• [WHAT YOU SHOULD DO] Recast the items below as a two-column CSV with the header row item,answer and one row for every item. Put each item's text and its answer in a single quoted field apiece, with line breaks replaced by spaces.

• [RECORD SET]
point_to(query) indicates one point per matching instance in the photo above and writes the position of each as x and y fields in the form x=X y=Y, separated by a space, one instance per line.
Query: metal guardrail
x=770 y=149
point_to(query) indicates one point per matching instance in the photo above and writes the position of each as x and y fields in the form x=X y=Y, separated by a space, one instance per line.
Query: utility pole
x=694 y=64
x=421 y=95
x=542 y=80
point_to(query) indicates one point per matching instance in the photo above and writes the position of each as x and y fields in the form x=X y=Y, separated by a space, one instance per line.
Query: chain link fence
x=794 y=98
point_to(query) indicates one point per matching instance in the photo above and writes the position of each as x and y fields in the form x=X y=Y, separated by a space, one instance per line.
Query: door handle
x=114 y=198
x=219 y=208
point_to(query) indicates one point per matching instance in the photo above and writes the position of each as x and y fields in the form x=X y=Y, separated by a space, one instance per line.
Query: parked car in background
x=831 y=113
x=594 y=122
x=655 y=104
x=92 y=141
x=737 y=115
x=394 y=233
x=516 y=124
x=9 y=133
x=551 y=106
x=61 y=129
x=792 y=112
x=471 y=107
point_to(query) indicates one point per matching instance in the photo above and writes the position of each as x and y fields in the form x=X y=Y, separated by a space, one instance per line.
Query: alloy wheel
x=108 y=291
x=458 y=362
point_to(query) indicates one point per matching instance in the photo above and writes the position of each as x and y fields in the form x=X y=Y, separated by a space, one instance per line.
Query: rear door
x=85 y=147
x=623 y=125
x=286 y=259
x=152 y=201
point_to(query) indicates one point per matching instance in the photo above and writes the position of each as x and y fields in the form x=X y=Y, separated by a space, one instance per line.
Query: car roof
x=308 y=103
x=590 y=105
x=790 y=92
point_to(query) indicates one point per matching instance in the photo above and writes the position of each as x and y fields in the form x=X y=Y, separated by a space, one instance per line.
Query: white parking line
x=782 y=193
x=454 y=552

• [RESPONSE TO THE EXERCISE]
item,answer
"point_to(query) indicates one point per matching instance in the photo above and writes the position of each as x and y fields in the form x=X y=Y, separated by a space, one instance per line. Query: metal guardrail","x=770 y=149"
"point_to(query) indicates one point per matching instance in the photo above and writes the position of each as x and y fields in the form x=X y=Y, separated by a space, one instance per line. Query: utility pole","x=694 y=64 x=421 y=95 x=542 y=80"
"point_to(query) indicates one point per matching instance in the photo above and writes the position of each as x and y fields in the form x=X y=Y, separated by a space, one instance per line. Query: chain link fence","x=794 y=98"
"point_to(query) indicates one point per matching instance in the photo above and writes the position of each as x and y fields in the form x=X y=Y, separated by a space, one instance per line. Query: door handle","x=114 y=198 x=219 y=208"
"point_to(query) indicates one point per matching instance in the photo above and writes the position of each as x and y fields in the form x=X y=Y, separated by a space, one instance per line. Query: parked car in background","x=831 y=113 x=594 y=122 x=655 y=104 x=92 y=141 x=737 y=115 x=394 y=233 x=516 y=124 x=9 y=133 x=551 y=106 x=61 y=129 x=792 y=112 x=471 y=107"
"point_to(query) indicates one point per matching instance in the photo above and writes the position of each as x and y fields in the form x=X y=Y, separated by a space, one instance per line. Query: alloy wheel","x=108 y=291 x=458 y=362"
"point_to(query) indicates one point per matching instance in the photo above and writes the position of each as x and y fields in the form x=X y=Y, separated by a space, one instance per line. Query: rear door","x=85 y=147 x=623 y=125 x=286 y=259 x=152 y=201"
"point_to(query) indicates one point per matching instance in the photo above and writes the position of each as x and y fields in the form x=X y=Y, separated by a space, one instance per line. Query: car roof","x=308 y=103 x=590 y=105 x=790 y=92"
"point_to(query) indicates one point per matching instance in the photo above and writes the position of each as x and y fields in the form x=X y=Y, separated by a space, one instance per line. Query: white parking line","x=782 y=193 x=454 y=552"